### Short exercise
With the line containing "Mark a point on every instance of the truck roof, with" as the first line and the last line of the records as the final one, reproduce that range exactly.

Dataset records about object locations
□ □ □ □

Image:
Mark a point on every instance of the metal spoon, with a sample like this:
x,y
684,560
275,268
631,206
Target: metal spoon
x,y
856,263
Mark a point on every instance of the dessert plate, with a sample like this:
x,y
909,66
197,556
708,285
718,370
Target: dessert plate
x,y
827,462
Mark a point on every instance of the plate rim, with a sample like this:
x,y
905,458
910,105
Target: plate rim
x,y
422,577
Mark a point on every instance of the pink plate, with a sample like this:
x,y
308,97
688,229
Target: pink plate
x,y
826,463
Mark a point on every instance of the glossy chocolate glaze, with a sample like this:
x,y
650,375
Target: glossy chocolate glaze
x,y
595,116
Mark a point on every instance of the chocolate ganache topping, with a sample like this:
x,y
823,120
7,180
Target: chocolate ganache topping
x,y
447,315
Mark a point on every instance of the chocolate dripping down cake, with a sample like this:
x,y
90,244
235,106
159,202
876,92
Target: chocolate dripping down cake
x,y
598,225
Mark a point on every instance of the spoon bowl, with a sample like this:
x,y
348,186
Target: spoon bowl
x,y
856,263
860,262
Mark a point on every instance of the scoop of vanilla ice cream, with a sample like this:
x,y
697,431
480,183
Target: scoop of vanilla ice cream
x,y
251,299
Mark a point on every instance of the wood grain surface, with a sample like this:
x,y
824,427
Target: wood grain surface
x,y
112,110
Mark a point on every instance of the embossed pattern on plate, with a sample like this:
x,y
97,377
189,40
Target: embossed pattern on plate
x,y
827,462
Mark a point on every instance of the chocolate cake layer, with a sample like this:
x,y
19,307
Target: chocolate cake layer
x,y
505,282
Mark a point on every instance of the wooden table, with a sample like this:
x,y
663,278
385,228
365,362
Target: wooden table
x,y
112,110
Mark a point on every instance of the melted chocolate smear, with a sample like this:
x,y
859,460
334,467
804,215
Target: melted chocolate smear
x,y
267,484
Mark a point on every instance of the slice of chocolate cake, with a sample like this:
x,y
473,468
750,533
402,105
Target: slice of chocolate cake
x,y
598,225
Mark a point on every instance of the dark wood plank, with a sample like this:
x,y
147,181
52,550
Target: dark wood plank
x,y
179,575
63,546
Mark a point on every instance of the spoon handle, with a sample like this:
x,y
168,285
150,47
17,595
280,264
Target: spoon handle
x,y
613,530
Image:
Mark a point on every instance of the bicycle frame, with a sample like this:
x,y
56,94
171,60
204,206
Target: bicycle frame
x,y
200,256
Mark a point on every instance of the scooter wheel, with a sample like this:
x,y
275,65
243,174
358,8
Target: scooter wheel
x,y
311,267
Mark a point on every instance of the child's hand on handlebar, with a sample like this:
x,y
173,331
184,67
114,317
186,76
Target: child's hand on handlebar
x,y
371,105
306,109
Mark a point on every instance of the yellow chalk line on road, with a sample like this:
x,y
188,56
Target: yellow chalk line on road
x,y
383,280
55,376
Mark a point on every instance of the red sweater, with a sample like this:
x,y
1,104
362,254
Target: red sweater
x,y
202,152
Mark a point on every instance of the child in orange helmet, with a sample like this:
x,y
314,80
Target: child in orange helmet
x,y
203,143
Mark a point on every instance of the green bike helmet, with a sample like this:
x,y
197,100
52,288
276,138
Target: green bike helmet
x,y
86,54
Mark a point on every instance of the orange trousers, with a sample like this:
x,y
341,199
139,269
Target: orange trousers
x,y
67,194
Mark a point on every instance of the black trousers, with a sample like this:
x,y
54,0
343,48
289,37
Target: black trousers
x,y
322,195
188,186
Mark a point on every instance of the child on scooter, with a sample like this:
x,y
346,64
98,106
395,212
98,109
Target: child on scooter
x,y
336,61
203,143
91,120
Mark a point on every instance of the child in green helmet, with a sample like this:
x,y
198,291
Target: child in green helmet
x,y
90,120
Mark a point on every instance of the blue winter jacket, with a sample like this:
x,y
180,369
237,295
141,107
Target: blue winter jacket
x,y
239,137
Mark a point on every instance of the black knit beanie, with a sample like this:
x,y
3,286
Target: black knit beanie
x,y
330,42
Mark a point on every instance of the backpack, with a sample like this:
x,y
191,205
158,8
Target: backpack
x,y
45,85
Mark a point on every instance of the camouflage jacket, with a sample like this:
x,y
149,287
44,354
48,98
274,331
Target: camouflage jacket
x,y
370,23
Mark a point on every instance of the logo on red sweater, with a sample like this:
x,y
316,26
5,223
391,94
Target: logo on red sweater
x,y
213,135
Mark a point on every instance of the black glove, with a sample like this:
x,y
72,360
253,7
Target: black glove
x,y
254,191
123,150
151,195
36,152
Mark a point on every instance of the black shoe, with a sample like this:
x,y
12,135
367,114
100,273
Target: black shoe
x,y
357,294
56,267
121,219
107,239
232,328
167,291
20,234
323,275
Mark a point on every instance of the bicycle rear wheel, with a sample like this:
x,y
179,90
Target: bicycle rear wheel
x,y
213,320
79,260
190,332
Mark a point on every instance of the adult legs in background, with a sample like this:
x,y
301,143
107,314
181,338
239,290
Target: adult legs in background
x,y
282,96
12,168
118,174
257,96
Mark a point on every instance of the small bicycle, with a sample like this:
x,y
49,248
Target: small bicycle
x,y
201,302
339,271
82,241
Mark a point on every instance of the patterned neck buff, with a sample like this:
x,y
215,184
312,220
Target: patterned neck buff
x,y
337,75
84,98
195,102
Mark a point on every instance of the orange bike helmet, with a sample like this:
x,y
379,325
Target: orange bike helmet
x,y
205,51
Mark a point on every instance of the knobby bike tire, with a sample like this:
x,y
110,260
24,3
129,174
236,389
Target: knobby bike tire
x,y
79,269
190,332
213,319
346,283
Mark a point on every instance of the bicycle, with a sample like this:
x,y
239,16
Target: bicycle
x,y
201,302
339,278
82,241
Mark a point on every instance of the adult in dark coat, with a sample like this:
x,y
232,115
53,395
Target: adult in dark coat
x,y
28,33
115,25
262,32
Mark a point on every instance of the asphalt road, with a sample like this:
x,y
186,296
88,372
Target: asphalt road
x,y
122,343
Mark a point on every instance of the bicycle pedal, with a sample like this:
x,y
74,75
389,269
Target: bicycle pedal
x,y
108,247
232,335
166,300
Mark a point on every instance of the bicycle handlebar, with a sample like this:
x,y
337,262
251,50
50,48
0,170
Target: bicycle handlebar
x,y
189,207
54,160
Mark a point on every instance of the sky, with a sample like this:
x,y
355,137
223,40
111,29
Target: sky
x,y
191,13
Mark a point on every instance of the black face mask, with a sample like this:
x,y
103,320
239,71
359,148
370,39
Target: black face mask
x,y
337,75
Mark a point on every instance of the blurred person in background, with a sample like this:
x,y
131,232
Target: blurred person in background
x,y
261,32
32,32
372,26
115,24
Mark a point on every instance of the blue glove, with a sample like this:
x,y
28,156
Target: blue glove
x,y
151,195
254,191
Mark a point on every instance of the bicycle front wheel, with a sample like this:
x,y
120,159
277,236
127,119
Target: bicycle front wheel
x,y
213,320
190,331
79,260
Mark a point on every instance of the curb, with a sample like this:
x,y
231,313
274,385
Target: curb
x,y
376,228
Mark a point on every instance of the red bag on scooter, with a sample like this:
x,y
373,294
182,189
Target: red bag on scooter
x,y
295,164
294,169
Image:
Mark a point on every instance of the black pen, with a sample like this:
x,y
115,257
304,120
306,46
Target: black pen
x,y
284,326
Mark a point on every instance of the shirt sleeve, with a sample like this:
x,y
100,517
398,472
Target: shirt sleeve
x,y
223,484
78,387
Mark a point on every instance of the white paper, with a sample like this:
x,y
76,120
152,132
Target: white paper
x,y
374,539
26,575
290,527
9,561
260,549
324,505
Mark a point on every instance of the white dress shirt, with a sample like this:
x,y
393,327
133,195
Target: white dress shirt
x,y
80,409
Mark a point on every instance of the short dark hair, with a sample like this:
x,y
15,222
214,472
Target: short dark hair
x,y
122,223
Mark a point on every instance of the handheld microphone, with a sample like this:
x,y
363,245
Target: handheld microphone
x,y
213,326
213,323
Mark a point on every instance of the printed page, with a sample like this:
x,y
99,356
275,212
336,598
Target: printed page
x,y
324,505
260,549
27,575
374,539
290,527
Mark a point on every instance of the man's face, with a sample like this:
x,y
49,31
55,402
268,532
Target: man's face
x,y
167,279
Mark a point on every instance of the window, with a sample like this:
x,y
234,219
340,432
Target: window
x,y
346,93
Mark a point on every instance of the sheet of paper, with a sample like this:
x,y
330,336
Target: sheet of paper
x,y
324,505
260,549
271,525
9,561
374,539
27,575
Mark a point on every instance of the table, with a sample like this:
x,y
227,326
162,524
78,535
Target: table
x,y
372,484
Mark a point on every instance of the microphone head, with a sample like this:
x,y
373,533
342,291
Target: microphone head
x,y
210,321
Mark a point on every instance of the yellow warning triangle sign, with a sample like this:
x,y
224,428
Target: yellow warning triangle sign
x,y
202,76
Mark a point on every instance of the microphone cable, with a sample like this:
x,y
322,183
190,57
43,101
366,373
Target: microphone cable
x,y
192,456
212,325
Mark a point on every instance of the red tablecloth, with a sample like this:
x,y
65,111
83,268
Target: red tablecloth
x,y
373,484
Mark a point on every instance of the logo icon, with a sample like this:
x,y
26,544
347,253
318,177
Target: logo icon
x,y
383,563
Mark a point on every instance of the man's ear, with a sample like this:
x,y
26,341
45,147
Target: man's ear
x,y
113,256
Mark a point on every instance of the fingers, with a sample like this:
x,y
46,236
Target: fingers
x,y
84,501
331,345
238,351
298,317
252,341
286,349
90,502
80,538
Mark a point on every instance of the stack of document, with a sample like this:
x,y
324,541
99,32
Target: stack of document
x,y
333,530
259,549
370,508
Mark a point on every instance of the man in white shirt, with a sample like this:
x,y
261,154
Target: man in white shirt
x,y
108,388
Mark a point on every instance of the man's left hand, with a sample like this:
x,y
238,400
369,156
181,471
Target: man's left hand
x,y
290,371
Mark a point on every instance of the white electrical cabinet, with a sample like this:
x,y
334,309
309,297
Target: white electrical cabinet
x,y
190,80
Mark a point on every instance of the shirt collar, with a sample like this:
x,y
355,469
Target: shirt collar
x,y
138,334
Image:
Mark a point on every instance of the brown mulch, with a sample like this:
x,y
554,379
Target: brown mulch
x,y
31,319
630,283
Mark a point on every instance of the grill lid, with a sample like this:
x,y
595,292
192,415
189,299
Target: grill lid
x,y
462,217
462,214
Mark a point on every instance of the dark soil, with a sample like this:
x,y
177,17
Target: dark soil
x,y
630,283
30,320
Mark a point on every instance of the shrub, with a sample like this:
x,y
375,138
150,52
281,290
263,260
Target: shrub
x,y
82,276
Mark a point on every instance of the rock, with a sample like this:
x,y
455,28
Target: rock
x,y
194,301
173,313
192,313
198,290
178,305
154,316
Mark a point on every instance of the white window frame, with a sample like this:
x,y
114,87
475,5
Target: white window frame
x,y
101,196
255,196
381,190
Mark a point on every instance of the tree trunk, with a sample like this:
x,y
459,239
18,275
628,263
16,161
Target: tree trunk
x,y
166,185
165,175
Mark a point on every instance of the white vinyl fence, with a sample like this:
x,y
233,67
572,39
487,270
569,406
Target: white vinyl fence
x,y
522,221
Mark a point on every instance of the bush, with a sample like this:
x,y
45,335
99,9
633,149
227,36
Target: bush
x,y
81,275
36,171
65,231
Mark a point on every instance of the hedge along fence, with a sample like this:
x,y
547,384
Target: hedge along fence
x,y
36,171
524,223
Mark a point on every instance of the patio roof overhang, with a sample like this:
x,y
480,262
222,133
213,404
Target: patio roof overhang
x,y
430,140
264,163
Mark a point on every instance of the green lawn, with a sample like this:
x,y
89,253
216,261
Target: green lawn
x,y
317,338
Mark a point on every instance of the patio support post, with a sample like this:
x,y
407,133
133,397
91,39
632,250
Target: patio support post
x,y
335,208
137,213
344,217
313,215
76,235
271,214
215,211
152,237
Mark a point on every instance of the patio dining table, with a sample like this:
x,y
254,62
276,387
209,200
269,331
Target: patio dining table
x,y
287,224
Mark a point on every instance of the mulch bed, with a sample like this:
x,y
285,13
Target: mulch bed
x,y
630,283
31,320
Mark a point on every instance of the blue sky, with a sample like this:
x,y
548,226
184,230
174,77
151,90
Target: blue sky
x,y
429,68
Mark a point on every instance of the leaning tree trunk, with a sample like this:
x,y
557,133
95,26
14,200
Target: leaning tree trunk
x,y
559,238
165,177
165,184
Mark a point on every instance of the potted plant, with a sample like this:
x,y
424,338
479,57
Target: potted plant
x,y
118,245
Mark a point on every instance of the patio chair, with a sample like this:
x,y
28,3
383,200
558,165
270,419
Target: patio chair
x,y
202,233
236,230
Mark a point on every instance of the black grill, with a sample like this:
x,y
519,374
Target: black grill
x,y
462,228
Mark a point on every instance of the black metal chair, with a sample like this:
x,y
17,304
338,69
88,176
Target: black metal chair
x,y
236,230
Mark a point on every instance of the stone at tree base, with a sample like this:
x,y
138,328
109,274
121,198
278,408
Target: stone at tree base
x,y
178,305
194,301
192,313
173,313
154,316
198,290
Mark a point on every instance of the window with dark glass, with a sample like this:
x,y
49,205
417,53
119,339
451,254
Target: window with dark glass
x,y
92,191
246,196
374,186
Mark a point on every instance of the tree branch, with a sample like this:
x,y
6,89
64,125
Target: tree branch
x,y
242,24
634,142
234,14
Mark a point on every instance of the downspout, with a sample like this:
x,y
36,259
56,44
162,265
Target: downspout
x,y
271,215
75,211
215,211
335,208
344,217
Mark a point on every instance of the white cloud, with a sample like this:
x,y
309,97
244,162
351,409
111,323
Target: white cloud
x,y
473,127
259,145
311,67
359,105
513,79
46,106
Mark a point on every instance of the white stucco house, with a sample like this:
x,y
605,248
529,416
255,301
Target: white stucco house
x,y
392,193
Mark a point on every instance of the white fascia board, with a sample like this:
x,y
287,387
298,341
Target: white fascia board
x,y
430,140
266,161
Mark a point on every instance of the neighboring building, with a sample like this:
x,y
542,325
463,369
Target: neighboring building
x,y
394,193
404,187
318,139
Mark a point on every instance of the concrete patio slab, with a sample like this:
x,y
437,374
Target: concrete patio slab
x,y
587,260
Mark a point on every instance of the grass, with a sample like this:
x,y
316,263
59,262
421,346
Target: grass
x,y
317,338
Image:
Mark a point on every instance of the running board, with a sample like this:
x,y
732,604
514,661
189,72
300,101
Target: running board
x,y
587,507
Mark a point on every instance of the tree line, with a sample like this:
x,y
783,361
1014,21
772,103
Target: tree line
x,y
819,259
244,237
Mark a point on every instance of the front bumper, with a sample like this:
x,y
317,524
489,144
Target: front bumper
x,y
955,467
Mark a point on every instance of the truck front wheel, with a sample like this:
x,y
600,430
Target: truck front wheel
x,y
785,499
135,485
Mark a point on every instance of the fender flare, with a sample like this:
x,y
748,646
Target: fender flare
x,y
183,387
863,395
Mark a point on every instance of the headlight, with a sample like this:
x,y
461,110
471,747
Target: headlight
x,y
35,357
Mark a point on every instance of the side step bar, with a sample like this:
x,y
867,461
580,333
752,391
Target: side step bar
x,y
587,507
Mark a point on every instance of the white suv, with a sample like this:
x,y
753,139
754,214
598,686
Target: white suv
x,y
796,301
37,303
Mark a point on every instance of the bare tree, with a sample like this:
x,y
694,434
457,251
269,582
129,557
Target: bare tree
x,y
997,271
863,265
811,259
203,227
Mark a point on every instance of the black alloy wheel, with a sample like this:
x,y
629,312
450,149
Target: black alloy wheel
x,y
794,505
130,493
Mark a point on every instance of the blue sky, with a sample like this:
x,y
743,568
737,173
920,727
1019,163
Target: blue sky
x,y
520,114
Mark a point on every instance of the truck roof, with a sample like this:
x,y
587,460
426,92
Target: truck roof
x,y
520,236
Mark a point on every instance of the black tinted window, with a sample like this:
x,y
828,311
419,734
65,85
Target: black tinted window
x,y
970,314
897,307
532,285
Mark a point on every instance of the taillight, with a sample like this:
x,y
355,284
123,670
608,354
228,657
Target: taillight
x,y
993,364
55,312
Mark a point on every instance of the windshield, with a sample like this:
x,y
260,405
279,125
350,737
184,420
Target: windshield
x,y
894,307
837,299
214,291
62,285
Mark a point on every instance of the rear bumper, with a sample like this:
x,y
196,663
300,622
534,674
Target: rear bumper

□ □ □ □

### Exercise result
Mark a point on every instance of the truck roof, with a sample like this:
x,y
587,460
426,92
Target: truck roof
x,y
520,236
Mark a point on every instance of the black tinted window, with a sample like this:
x,y
828,311
419,734
65,85
Target: black tinted window
x,y
970,314
897,307
532,285
Mark a point on every instance of the taillight, with a sample like this:
x,y
355,284
123,670
608,354
228,657
Target: taillight
x,y
993,364
55,312
Mark a point on every instance of the windshield, with a sample like this:
x,y
260,405
279,125
350,737
184,420
Target: windshield
x,y
894,307
837,299
214,291
62,285
Mark a point on every instance of the rear bumper, with a sample like this:
x,y
196,663
300,622
534,674
Target: rear bumper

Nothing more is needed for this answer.